» Exercise details: Using the data below, copy out all lines with the word "floor".

Dataset entries

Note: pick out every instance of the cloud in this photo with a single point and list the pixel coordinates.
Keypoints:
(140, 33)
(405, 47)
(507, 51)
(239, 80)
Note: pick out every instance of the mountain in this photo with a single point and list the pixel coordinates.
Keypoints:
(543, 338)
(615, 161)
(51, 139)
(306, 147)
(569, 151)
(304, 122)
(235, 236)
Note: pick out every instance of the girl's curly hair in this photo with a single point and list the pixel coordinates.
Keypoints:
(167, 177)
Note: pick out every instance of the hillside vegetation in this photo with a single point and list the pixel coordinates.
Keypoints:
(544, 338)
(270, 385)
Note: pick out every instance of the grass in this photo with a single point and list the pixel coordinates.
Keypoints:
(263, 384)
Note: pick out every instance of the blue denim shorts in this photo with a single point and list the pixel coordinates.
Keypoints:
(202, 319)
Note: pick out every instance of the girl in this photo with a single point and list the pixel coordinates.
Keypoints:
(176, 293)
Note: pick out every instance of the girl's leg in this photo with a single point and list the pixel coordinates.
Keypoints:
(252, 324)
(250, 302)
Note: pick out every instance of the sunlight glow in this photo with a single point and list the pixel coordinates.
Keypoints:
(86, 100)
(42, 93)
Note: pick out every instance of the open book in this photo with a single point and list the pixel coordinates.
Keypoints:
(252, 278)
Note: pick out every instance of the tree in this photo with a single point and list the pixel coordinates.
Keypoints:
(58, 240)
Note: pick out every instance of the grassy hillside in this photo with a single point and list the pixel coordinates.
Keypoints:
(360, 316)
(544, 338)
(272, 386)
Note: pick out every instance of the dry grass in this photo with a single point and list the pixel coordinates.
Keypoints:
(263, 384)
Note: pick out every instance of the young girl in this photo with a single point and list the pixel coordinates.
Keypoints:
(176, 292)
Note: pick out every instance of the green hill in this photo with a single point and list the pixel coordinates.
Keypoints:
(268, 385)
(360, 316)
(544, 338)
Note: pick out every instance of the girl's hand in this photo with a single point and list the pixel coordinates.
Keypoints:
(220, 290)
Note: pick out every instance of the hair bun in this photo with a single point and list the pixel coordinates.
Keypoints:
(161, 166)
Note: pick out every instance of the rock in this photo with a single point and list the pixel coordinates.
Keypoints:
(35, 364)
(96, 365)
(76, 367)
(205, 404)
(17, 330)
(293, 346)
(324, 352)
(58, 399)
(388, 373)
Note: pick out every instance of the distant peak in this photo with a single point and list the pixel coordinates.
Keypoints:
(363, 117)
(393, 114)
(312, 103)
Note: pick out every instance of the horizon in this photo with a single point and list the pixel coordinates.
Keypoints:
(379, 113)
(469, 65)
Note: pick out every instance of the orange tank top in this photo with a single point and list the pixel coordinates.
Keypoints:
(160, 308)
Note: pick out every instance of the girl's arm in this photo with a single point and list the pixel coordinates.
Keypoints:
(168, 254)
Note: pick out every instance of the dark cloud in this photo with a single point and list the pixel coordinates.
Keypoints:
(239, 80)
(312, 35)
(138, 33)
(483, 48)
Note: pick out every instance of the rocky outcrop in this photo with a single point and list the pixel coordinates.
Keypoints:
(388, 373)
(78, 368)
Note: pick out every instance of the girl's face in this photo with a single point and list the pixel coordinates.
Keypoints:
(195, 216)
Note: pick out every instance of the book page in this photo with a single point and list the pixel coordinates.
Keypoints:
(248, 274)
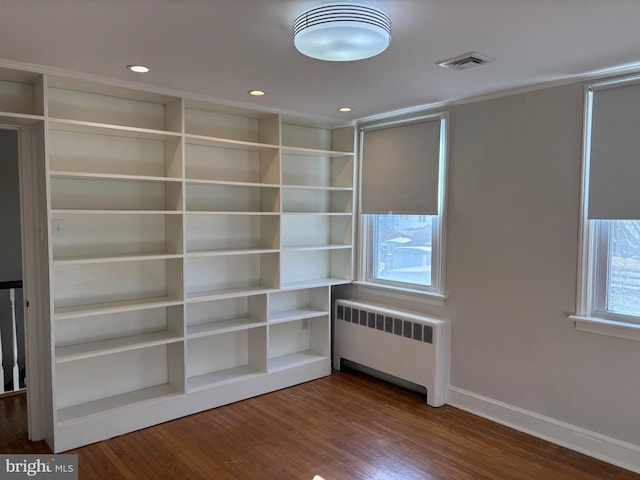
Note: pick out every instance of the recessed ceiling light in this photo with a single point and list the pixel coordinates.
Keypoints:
(138, 68)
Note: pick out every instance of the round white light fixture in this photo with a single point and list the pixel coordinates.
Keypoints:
(138, 68)
(342, 32)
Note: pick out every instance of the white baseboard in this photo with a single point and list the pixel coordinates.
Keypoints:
(607, 449)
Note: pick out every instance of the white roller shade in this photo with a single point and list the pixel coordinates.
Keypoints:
(614, 174)
(400, 168)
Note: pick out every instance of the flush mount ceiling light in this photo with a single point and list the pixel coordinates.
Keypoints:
(342, 32)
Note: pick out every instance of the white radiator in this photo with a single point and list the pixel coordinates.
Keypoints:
(401, 344)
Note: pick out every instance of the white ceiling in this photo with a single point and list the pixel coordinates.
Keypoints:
(223, 48)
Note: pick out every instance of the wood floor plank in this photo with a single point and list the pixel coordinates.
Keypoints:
(344, 427)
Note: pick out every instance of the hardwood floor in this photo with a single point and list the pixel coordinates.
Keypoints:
(343, 427)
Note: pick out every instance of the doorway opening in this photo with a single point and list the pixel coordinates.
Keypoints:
(12, 316)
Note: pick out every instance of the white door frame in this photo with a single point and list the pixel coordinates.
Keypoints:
(33, 221)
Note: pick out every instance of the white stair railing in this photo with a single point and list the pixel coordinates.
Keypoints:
(11, 286)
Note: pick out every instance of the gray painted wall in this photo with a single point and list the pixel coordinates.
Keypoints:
(512, 250)
(10, 247)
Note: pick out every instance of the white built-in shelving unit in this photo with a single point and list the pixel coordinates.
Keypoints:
(192, 248)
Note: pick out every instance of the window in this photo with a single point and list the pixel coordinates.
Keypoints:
(617, 268)
(609, 274)
(401, 249)
(403, 191)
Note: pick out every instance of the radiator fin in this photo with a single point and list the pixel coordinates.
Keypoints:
(394, 326)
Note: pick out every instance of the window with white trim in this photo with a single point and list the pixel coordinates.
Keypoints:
(609, 277)
(403, 181)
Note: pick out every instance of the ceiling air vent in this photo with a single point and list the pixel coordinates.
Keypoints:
(464, 61)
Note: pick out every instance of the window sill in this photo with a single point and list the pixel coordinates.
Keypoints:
(430, 298)
(612, 328)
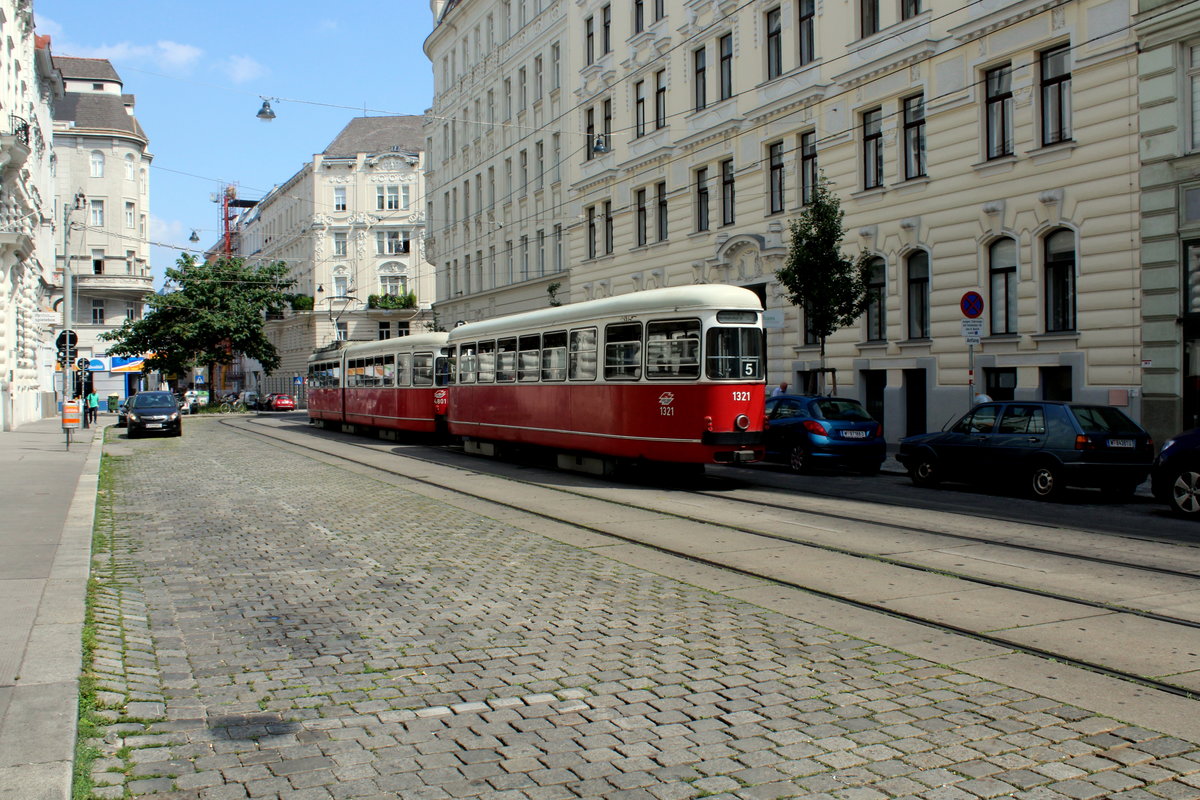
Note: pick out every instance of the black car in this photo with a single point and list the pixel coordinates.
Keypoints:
(1175, 477)
(1043, 445)
(154, 413)
(809, 431)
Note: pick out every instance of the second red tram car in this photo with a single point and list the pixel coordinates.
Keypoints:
(671, 374)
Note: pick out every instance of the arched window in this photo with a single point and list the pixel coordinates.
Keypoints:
(876, 301)
(1060, 276)
(1002, 286)
(918, 295)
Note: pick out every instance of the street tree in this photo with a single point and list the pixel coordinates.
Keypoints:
(828, 286)
(215, 312)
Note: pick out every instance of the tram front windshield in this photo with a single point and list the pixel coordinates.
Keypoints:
(735, 354)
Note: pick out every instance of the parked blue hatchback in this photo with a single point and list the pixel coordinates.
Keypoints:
(809, 432)
(1175, 479)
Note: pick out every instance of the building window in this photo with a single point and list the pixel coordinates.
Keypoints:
(1060, 270)
(774, 43)
(592, 232)
(915, 137)
(808, 31)
(660, 98)
(393, 284)
(873, 148)
(727, 192)
(869, 16)
(809, 174)
(775, 176)
(876, 301)
(1056, 95)
(660, 198)
(640, 108)
(609, 238)
(999, 115)
(1002, 286)
(640, 223)
(725, 47)
(918, 295)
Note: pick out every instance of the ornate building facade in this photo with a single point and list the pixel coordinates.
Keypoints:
(985, 148)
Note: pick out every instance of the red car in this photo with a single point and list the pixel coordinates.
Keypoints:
(280, 402)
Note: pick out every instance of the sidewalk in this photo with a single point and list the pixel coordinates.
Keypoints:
(48, 497)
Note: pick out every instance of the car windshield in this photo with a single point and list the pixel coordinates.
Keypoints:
(841, 410)
(1102, 419)
(154, 400)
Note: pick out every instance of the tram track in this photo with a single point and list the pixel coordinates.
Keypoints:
(755, 551)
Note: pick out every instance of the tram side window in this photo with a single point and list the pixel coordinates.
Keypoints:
(528, 359)
(735, 354)
(423, 368)
(672, 348)
(403, 370)
(582, 355)
(553, 356)
(505, 361)
(623, 352)
(486, 362)
(468, 364)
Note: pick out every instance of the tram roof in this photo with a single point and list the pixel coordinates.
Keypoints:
(670, 299)
(381, 347)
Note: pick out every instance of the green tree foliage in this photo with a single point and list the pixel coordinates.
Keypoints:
(827, 284)
(215, 313)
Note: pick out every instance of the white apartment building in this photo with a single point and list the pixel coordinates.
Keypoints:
(29, 84)
(102, 190)
(351, 224)
(1169, 100)
(985, 146)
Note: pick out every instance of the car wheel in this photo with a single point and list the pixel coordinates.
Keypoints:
(797, 459)
(1185, 497)
(1045, 482)
(925, 473)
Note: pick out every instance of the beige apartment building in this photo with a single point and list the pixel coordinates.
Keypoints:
(102, 190)
(987, 148)
(351, 226)
(29, 84)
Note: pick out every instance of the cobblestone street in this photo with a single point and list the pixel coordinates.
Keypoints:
(270, 626)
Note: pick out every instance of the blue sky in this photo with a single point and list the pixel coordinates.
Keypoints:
(199, 71)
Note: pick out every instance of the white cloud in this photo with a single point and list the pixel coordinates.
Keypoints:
(243, 68)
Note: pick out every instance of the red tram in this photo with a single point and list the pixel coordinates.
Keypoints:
(671, 374)
(399, 384)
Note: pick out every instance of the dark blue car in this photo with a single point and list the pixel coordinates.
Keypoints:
(809, 432)
(1043, 445)
(1175, 479)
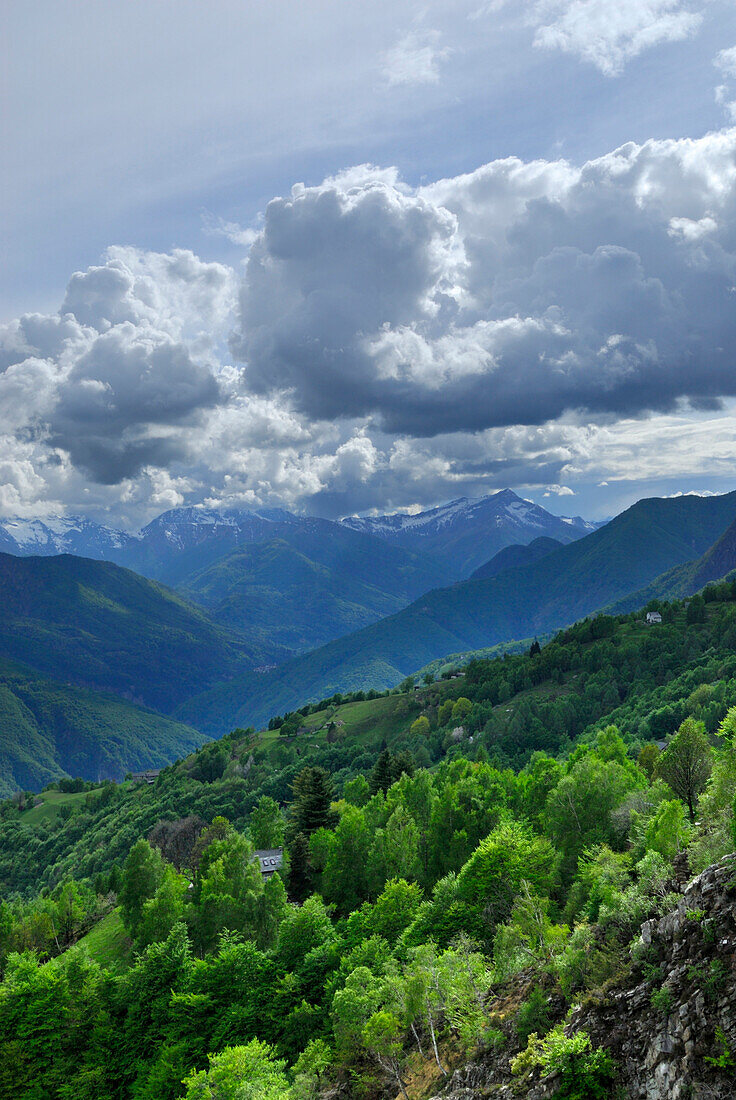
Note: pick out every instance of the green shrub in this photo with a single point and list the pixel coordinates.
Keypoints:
(725, 1058)
(586, 1073)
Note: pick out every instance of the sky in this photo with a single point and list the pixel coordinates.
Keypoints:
(366, 256)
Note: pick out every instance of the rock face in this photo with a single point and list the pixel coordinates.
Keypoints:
(673, 1009)
(661, 1030)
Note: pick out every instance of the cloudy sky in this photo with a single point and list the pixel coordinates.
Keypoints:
(365, 256)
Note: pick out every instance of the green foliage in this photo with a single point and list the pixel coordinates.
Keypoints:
(667, 832)
(586, 1073)
(143, 873)
(685, 763)
(724, 1059)
(420, 727)
(266, 824)
(240, 1073)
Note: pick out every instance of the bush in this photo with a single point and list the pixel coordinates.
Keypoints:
(586, 1073)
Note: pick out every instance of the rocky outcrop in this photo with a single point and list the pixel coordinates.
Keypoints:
(668, 1020)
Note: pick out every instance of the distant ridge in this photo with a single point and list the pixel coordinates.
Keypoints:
(516, 556)
(459, 536)
(569, 583)
(465, 532)
(688, 579)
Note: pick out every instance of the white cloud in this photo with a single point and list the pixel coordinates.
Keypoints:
(529, 323)
(415, 58)
(725, 59)
(608, 33)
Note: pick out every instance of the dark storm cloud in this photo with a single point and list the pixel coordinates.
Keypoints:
(509, 296)
(120, 395)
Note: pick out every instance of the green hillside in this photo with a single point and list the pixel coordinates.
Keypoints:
(688, 579)
(645, 679)
(51, 729)
(303, 591)
(564, 585)
(96, 625)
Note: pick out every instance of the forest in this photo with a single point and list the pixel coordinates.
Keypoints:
(469, 861)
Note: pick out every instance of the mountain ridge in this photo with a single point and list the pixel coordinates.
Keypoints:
(570, 583)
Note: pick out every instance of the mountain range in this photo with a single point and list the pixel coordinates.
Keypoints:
(464, 534)
(103, 669)
(569, 583)
(292, 583)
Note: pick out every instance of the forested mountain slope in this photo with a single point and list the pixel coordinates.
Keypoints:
(564, 585)
(516, 556)
(51, 729)
(94, 624)
(311, 582)
(467, 532)
(463, 866)
(689, 578)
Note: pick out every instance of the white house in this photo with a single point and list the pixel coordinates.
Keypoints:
(271, 860)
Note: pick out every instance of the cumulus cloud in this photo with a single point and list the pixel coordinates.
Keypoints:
(125, 364)
(608, 34)
(531, 323)
(415, 58)
(513, 295)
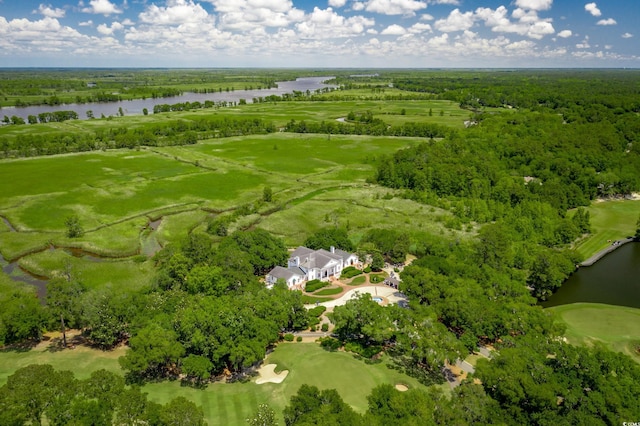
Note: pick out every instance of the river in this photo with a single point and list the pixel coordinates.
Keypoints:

» Output of the task:
Note: pick out every instance of the wood floor plank in this photo with a single point and list the pixel coordinates.
Note: pick out every instance of the hardwood floor in this photo with a single point and list the pixel coordinates.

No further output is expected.